# Assignment:
What you return should be each line of the data containing the string "belt".

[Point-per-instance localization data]
+++

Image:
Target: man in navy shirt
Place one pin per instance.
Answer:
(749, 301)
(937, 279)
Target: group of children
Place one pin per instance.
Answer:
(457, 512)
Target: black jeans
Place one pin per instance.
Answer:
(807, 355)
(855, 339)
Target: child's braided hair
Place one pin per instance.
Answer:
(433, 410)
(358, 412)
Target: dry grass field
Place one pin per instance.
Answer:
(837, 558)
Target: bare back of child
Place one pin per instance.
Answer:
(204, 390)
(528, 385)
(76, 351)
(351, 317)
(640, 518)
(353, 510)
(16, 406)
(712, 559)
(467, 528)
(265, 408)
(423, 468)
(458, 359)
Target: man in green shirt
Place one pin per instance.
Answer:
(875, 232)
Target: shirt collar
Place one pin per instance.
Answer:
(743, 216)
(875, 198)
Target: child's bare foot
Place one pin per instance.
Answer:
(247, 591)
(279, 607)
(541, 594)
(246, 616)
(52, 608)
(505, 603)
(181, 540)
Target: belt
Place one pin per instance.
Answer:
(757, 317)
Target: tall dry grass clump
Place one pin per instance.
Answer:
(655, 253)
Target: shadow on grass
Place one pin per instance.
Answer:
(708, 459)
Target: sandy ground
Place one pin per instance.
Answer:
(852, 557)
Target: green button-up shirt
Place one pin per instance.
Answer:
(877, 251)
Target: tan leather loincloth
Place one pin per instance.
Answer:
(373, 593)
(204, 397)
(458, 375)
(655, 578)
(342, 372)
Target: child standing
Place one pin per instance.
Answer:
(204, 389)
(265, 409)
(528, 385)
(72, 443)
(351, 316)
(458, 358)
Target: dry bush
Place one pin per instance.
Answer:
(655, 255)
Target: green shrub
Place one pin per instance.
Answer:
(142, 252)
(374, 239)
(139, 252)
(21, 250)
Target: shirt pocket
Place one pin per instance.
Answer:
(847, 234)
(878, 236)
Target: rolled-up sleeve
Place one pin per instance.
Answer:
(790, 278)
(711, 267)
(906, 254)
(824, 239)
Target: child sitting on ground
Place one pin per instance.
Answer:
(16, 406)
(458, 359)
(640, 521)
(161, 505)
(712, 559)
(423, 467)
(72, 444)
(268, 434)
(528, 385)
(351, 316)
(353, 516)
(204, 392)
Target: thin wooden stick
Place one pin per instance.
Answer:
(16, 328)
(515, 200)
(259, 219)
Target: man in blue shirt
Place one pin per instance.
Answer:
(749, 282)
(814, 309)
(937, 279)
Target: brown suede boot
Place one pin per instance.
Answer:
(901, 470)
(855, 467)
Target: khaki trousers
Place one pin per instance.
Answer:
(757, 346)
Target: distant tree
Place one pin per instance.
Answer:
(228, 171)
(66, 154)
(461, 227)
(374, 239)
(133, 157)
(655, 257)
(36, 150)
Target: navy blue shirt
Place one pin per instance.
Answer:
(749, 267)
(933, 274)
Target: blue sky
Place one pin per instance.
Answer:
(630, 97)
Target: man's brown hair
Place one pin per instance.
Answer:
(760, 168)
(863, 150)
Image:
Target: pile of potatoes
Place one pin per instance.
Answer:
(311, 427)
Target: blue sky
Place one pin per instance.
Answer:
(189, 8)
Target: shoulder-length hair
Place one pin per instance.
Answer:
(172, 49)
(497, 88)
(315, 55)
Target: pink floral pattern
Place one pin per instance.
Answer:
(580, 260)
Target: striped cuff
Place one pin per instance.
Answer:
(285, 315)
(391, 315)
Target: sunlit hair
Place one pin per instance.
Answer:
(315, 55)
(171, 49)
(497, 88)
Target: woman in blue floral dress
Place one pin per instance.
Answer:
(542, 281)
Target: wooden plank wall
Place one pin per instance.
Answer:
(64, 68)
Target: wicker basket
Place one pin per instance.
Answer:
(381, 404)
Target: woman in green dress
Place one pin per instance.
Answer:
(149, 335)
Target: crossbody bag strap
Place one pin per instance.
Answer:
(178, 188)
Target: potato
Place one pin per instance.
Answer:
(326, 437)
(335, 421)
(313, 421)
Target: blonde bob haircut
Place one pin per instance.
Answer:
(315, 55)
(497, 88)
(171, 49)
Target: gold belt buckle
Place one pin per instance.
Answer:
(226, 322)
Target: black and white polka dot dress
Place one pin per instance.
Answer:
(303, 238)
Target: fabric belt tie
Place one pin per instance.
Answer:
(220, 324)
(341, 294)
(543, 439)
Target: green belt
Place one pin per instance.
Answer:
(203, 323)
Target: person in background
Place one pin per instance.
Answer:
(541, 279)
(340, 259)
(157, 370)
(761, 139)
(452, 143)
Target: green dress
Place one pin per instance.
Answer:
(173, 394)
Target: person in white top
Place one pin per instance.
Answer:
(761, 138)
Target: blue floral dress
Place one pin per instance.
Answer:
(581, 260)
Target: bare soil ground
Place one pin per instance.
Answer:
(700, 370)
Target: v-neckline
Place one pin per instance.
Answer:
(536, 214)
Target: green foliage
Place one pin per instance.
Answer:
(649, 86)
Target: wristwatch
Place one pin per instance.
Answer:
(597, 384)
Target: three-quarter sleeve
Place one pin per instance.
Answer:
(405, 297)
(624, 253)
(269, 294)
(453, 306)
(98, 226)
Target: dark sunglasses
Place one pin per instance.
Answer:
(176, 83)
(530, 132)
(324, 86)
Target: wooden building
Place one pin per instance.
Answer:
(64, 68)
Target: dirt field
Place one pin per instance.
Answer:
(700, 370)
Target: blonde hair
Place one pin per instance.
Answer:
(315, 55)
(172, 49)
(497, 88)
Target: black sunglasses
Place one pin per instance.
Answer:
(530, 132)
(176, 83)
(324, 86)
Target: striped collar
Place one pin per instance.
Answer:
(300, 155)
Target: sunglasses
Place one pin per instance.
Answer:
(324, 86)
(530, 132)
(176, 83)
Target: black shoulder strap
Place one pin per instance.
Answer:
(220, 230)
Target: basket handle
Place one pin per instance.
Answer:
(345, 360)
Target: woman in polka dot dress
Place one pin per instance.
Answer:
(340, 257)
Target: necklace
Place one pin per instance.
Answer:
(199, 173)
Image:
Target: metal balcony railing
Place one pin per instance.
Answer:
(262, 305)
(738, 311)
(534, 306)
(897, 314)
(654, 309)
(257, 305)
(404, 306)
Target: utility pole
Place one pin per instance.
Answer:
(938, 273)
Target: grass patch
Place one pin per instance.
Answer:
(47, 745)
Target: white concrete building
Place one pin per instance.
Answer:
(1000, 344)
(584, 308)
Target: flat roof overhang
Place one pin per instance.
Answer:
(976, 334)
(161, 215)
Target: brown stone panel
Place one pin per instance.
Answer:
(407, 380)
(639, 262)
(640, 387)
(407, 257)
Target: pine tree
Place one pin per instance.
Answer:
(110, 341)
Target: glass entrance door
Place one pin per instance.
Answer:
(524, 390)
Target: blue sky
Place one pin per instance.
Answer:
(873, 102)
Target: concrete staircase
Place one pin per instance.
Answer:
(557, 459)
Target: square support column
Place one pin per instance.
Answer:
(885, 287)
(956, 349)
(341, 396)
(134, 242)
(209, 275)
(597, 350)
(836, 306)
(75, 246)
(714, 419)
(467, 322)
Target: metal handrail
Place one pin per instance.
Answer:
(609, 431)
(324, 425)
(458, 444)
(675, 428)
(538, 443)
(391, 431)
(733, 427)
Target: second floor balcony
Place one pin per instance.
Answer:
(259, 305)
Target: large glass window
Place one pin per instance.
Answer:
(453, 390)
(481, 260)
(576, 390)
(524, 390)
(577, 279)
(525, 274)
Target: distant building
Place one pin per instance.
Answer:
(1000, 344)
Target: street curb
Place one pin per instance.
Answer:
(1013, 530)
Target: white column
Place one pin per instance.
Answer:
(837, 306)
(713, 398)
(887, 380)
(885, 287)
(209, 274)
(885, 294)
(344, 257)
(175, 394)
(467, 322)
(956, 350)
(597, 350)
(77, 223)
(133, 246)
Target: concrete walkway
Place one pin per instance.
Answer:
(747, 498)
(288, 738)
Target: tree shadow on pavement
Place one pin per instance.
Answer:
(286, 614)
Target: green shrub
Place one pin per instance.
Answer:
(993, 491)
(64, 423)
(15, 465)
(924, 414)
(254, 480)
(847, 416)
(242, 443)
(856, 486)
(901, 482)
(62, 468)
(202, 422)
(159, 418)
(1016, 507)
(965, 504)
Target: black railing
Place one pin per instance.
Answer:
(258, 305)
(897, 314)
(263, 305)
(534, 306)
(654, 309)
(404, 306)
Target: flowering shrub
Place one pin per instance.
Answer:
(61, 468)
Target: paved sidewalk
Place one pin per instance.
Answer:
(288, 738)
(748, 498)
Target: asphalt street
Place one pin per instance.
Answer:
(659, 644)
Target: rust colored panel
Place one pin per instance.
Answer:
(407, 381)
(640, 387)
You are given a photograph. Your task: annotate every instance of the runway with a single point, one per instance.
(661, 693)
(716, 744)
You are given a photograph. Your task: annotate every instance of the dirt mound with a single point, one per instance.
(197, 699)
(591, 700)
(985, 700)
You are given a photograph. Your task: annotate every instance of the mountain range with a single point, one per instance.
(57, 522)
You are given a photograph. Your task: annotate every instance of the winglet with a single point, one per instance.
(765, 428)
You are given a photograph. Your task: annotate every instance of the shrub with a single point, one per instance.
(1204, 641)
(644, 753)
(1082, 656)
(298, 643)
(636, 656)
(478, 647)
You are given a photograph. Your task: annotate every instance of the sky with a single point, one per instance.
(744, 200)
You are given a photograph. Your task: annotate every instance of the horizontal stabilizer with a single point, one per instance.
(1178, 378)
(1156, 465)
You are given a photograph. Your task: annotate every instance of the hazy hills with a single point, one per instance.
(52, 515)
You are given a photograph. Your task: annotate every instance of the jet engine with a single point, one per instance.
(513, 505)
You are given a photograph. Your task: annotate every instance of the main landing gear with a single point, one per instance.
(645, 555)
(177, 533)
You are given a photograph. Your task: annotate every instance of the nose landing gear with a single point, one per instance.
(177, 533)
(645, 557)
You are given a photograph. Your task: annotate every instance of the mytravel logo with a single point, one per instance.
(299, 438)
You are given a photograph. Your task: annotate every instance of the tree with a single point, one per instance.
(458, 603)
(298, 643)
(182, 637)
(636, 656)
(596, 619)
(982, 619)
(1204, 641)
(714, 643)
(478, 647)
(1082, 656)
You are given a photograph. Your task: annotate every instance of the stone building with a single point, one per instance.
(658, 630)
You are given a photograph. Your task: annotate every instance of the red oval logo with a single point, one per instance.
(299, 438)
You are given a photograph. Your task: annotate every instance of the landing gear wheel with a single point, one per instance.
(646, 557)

+++

# Solution to this exercise:
Target: belt
Target: gold belt buckle
Target: fabric belt tie
Target: green belt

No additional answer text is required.